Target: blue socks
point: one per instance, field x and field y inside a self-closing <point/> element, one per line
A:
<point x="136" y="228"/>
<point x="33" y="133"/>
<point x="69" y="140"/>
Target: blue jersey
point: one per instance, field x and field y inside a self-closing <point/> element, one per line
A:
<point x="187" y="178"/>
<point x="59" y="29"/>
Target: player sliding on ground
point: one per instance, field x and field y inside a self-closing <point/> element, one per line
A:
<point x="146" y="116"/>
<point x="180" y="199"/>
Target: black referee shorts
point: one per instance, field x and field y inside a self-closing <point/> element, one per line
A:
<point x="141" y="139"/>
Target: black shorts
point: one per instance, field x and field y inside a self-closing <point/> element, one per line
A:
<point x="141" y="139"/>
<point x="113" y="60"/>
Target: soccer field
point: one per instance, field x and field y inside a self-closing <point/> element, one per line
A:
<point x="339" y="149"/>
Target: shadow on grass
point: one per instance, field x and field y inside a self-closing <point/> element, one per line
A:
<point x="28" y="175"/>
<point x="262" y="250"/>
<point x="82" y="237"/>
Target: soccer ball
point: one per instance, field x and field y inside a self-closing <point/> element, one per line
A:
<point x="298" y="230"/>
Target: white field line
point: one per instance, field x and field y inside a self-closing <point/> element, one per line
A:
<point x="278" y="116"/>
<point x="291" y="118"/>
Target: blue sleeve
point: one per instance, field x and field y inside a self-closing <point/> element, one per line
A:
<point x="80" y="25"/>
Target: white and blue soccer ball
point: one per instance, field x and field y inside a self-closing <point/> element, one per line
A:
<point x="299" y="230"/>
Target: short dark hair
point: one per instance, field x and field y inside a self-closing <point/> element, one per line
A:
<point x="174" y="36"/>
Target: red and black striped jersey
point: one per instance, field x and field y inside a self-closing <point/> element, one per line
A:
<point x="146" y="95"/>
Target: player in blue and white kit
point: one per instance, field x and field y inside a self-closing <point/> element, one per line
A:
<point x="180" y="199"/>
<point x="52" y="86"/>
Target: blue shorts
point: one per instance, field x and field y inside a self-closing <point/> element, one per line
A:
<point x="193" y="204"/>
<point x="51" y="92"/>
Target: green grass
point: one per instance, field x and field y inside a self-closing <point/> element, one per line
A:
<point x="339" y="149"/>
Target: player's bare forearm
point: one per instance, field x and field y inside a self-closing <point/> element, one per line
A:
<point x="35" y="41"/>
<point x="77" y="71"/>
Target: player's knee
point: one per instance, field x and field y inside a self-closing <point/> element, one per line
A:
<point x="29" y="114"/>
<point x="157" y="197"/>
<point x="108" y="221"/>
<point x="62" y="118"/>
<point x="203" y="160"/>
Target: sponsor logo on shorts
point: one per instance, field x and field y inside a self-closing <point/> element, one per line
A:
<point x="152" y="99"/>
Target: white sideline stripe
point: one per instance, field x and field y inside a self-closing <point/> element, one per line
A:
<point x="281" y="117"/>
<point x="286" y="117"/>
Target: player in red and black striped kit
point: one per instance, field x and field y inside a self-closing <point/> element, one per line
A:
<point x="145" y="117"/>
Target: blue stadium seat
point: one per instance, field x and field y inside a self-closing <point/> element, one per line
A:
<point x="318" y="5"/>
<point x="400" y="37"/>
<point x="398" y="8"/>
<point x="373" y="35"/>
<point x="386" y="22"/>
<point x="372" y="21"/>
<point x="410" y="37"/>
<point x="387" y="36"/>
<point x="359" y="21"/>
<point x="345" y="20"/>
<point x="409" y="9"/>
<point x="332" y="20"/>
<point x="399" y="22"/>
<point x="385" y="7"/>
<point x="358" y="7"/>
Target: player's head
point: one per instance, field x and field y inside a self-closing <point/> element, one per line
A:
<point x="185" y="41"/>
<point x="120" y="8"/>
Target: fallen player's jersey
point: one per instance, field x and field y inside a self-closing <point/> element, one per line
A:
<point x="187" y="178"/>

■ ■ ■ ■ ■ ■ ■

Retype every record above exactly as it appears.

Target: blue socks
point: one per instance, field x and field y inside a self-closing <point/> element, one per line
A:
<point x="136" y="228"/>
<point x="33" y="133"/>
<point x="69" y="140"/>
Target: blue jersey
point: one per instance, field x and field y inside a self-closing <point/> element, one per line
A:
<point x="187" y="178"/>
<point x="59" y="29"/>
Target: player sliding on ground
point: one per instance, field x and field y inside a self-closing <point/> element, one per line
A:
<point x="146" y="116"/>
<point x="180" y="199"/>
Target: black referee shorts
point: one per instance, field x and field y inside a self-closing <point/> element, one per line
A:
<point x="141" y="139"/>
Target: black shorts
point: one per instance, field x and field y inside a self-closing <point/> element, one per line
A:
<point x="141" y="139"/>
<point x="113" y="60"/>
Target: soccer field
point: one per instance, field x and field y inside a self-closing <point/> element, one per line
A:
<point x="339" y="149"/>
Target: shadow on grass
point: one per instance, field x and field y inside a self-closing <point/> element, one per line
A:
<point x="28" y="175"/>
<point x="262" y="250"/>
<point x="82" y="237"/>
Target: soccer ball
point: one per instance, field x and field y inside a self-closing <point/> element, one per line
A:
<point x="298" y="230"/>
Target: white field line
point: one per instance, field x and field y inside a self-closing <point/> element, one per line
A:
<point x="278" y="116"/>
<point x="291" y="118"/>
Target: blue sleeve
point: one per instance, field x and field y inside a self-closing <point/> element, one per line
A:
<point x="80" y="25"/>
Target: white and blue soccer ball
point: one per instance, field x and field y inside a self-closing <point/> element, one per line
A:
<point x="299" y="230"/>
Target: short dark hair
point: one per instance, field x and field y inside a self-closing <point/> element, one per line
A:
<point x="174" y="36"/>
Target: red and black striped jersey
point: one per instance, field x and field y inside a self-closing <point/> element, one per line
A:
<point x="146" y="95"/>
Target: player in blue and white kit
point: one per instance, field x and field y inside a self-closing <point/> element, one per line
A:
<point x="180" y="199"/>
<point x="52" y="86"/>
Target: blue shorts
point: one per instance, field x and field y inside a self-closing <point/> element, one per line
A:
<point x="193" y="204"/>
<point x="51" y="92"/>
Target: green grass
point: one per instance, field x and field y inside a self-closing <point/> element, one per line
A:
<point x="339" y="149"/>
Target: player's bare forearm
point: one per instance, field x and field y inside a self-closing <point/> element, one per line
A:
<point x="35" y="41"/>
<point x="77" y="71"/>
Target: player's knee
point: one per instance, field x and field y inside a self-closing <point/> element, one per line
A:
<point x="29" y="114"/>
<point x="157" y="197"/>
<point x="108" y="221"/>
<point x="62" y="118"/>
<point x="203" y="160"/>
Target: sponsor logo on shorts
point: one per instance, field x and field y inside a self-closing <point/> element, one per line
A:
<point x="152" y="99"/>
Target: white sideline stripe
point: one per instance, field x and field y inside a self-closing <point/> element, one per line
A:
<point x="281" y="117"/>
<point x="286" y="117"/>
Target: player in red and black striped kit
point: one per instance, field x and field y inside a self-closing <point/> element, one per line
A:
<point x="145" y="117"/>
Target: blue stadium seat
point: one per instance, field x and field y inside a self-closing <point/> element, one per line
A:
<point x="318" y="5"/>
<point x="400" y="37"/>
<point x="398" y="8"/>
<point x="373" y="35"/>
<point x="386" y="22"/>
<point x="372" y="21"/>
<point x="410" y="37"/>
<point x="387" y="36"/>
<point x="359" y="21"/>
<point x="345" y="20"/>
<point x="409" y="9"/>
<point x="332" y="20"/>
<point x="399" y="22"/>
<point x="385" y="7"/>
<point x="358" y="7"/>
Target: player's head
point: one per instance, field x and field y inside a self-closing <point/> element, one per line
A:
<point x="185" y="41"/>
<point x="120" y="8"/>
Target: fallen player's jersey
point: one per instance, field x and field y inside a self-closing <point/> element, one per line
A:
<point x="187" y="178"/>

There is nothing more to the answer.